++++ Extrait du document ++++

Sauf que cette stratégie n'est en rien l'exclusivité des colporteurs de marées noires et de pics de pollution. Au jeu du qui veut gagner des millions en nourrissant des controverses bidon, les marchands de peur soi-disant à votre service (parce qu'en accord avec la belle et bonne nature) ne sont pas en reste.
Dernier exemple en date: la campagne des supermarchés U, promouvant leur chasse aux «substances controversées» dans les produits vendus dans leurs rayons. Admirez, et n'y voyez surtout pas un fantasme mercantile, mais plutôt la recherche créative, le délire de l'artiste qui, promis juré craché parterre, n'a que votre intérêt sanitaro-alimentaire (et celui de vos pitinenfants) en ligne de mire.
En allant y voir de plus près, c'est-à-dire sur le site des supermarchés U détaillant l'initiative, que trouve-t-on pour étayer ces «controverses» justifiant la mise au ban de ces 90 substances «monstrueuses»? Des études et des rapports scientifiques? Des revues de la littérature effectuées par des spécialistes du domaine concerné? Que nenni, les fripouilles!
Si ces ingrédients sont «controversés», nous enseigne U, c'est parce que
- «[p]our le consommateur, certaines substances présentes dans les produits de consommations courantes suscitent des interrogations sur les potentiels risques pour la santé» .

++++

_Tâches à réaliser_
(1) D'après l'extrait, combien de substances les supermarchés U veulent-ils mettre au ban ?
(2) Recopiez le passage de l'extrait qui commence par les mots contenant «En allant y» et se termine par «nenni, les fripouilles!», en remplaçant «spécialistes» par «experts».

++++ Données fournies ++++

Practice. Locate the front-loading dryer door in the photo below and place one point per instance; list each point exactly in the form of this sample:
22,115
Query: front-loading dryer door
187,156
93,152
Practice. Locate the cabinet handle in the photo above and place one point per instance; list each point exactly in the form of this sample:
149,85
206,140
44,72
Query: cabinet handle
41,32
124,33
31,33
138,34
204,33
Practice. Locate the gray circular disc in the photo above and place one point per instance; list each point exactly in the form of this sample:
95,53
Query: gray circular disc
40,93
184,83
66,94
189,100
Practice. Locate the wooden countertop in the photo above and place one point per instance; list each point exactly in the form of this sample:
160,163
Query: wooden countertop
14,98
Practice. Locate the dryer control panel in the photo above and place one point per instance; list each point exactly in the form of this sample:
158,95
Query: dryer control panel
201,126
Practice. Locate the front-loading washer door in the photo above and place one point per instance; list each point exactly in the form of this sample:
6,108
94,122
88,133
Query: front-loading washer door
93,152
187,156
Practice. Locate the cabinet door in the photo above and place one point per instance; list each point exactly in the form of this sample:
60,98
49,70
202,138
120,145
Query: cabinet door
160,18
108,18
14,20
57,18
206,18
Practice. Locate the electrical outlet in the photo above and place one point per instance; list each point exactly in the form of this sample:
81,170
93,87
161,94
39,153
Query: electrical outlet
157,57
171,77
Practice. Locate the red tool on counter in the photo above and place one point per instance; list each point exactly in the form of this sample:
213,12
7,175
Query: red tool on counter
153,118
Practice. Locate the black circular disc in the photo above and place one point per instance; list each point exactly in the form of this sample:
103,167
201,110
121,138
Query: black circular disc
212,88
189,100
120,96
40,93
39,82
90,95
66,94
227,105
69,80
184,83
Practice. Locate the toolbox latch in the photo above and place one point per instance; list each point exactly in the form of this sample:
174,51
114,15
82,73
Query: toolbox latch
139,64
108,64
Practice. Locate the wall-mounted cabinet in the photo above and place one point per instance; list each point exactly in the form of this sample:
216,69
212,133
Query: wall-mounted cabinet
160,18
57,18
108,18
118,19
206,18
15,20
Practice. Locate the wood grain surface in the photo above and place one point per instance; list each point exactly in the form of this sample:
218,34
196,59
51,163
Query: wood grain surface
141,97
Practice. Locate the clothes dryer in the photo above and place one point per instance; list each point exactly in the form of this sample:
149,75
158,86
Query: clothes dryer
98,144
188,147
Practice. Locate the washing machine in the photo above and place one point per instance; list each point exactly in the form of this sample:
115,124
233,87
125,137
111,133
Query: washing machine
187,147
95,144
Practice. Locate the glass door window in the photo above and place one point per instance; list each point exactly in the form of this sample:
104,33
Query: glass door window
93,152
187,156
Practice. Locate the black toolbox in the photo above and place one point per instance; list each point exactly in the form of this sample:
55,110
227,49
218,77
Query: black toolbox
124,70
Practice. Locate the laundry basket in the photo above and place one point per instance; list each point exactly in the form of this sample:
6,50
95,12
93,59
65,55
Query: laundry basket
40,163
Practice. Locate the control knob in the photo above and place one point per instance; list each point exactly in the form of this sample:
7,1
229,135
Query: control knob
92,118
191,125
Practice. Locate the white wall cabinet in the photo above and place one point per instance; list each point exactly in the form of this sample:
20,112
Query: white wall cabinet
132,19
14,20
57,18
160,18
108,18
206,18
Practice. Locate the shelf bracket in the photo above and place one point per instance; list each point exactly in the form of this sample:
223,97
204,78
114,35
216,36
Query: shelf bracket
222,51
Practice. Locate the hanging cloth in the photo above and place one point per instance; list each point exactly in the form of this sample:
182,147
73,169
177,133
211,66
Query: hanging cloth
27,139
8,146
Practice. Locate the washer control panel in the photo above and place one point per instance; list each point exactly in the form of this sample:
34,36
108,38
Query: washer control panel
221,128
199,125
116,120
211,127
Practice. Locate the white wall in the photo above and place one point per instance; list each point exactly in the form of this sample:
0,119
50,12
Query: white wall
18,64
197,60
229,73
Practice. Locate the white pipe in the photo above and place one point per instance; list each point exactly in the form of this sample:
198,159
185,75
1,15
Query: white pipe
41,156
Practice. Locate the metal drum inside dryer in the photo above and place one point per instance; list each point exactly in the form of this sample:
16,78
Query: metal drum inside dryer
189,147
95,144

++++
++++ Données fournies ++++

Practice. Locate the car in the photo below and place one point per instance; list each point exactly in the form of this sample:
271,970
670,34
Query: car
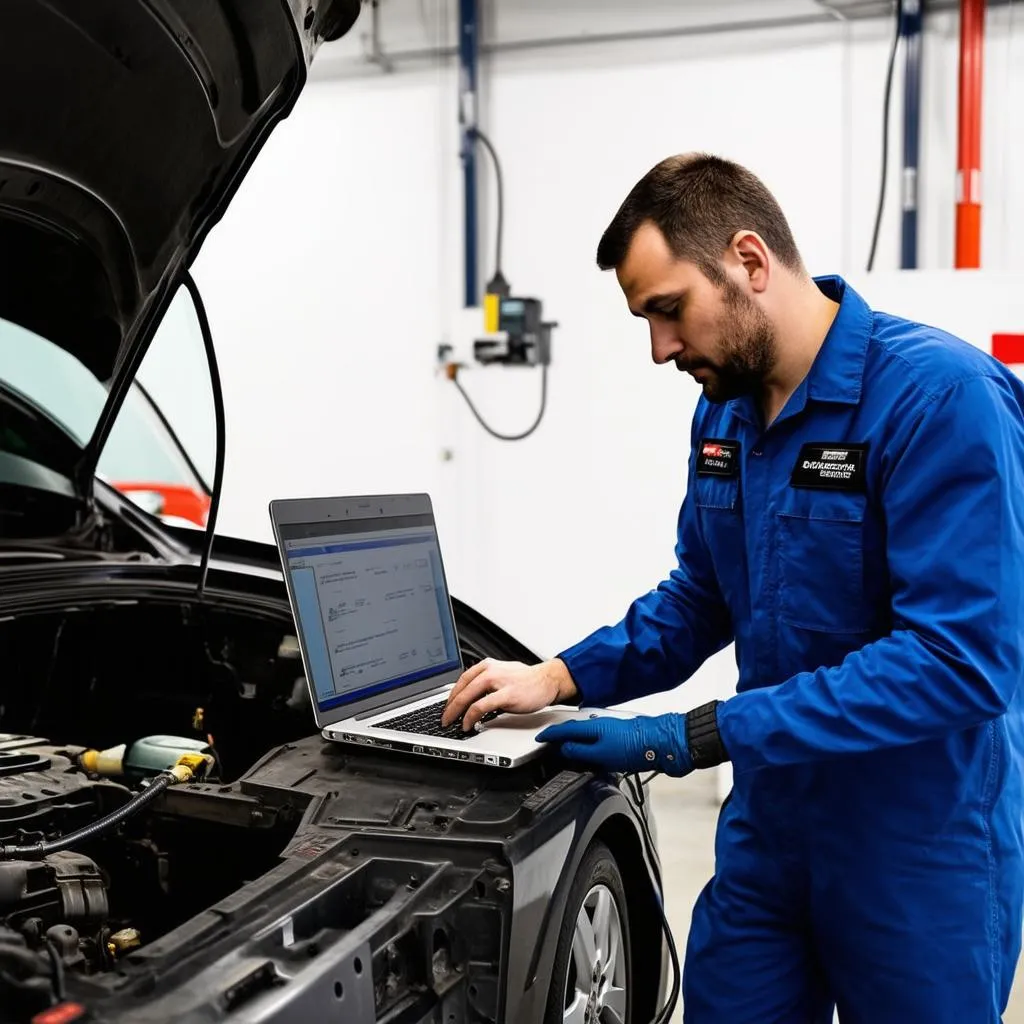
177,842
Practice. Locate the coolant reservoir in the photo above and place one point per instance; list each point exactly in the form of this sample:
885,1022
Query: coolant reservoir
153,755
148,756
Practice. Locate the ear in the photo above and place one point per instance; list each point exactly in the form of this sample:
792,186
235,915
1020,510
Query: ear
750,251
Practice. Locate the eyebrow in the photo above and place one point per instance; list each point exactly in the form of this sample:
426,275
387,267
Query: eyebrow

++++

_Réponses aux tâches_
(1) 90 substances.

(2)
En allant y voir de plus près, c'est-à-dire sur le site des supermarchés U détaillant l'initiative, que trouve-t-on pour étayer ces «controverses» justifiant la mise au ban de ces 90 substances «monstrueuses»? Des études et des rapports scientifiques? Des revues de la littérature effectuées par des experts du domaine concerné? Que nenni, les fripouilles!